▶ [Kaynak metin]:
_____

Murat Özyıldırım’ın yüksek lisans tezinde belirttiği üzere: Olbia ve Huria, Seleucia ad Calycadnum kurulmadan önceki yerleşimlerin isimleri olarak kaydedilmektedir. Ayrıca, Ayhan Yalçın’ın aktardığına göre: Bizanslı Stephanus’un Ethnika adlı eserinde: Calycadnus Irmağı’nın geçtiği Isauria bölgesinde, Seleucia’nın güneyinde Hyria’nın yer aldığı bilgisi verilmekte olup, bu durum Casabonne, Lemaire ve Forlanini tarafından da özellikle vurgulanmıştır.

_____

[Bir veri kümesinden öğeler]

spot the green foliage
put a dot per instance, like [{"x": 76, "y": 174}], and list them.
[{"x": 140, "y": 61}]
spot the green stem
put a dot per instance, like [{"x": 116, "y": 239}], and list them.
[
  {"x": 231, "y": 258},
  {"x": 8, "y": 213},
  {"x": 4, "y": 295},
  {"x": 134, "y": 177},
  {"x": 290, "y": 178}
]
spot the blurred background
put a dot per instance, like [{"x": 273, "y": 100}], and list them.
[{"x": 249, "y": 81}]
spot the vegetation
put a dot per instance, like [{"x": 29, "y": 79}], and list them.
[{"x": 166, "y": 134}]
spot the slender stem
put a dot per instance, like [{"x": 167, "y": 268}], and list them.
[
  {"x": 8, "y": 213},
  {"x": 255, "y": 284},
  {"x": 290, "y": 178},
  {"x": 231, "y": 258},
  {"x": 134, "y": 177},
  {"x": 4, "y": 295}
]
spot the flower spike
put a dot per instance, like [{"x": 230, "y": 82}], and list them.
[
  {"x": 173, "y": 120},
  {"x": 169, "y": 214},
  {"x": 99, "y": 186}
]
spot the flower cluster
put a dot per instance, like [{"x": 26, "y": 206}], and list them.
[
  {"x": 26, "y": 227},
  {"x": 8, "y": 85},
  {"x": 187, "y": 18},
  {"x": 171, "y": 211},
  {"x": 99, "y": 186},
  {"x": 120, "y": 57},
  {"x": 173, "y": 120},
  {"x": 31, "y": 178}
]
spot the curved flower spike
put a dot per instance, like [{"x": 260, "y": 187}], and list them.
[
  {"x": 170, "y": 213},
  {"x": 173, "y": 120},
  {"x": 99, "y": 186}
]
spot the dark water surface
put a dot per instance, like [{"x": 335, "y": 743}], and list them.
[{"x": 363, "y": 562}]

_____

▶ [Yapılacak iş]: Seleucia ad Calycadnum ile ilgili metinde "Murat Özyıldırım’ın yüksek" sözcüklerini içeren yerle açılıp "da özellikle vurgulanmıştır." ile kapanan bölümü hiç değiştirmeden çıkarın.

▶ [Alıştırma çıktısı]:
Murat Özyıldırım’ın yüksek lisans tezinde belirttiği üzere: Olbia ve Huria, Seleucia ad Calycadnum kurulmadan önceki yerleşimlerin isimleri olarak kaydedilmektedir. Ayrıca, Ayhan Yalçın’ın aktardığına göre: Bizanslı Stephanus’un Ethnika adlı eserinde: Calycadnus Irmağı’nın geçtiği Isauria bölgesinde, Seleucia’nın güneyinde Hyria’nın yer aldığı bilgisi verilmekte olup, bu durum Casabonne, Lemaire ve Forlanini tarafından da özellikle vurgulanmıştır.